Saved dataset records
+ + + + +
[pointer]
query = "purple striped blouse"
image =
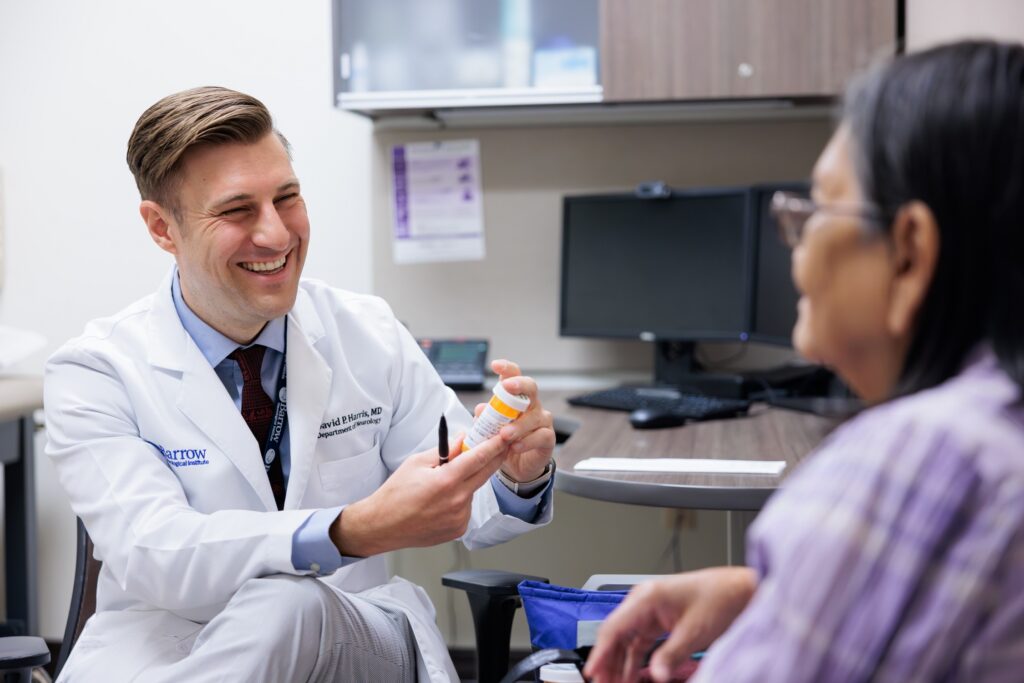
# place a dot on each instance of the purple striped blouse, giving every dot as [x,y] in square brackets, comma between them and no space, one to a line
[896,552]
+ + + + +
## TO DO
Output the records above line for line, without any changes, and leave out the pictures.

## ANSWER
[pointer]
query = "purple striped blouse"
image =
# place a dot on each instance of the purple striped blouse, giving every dot as [x,y] in square brackets, comma between them and no space, one to a line
[896,552]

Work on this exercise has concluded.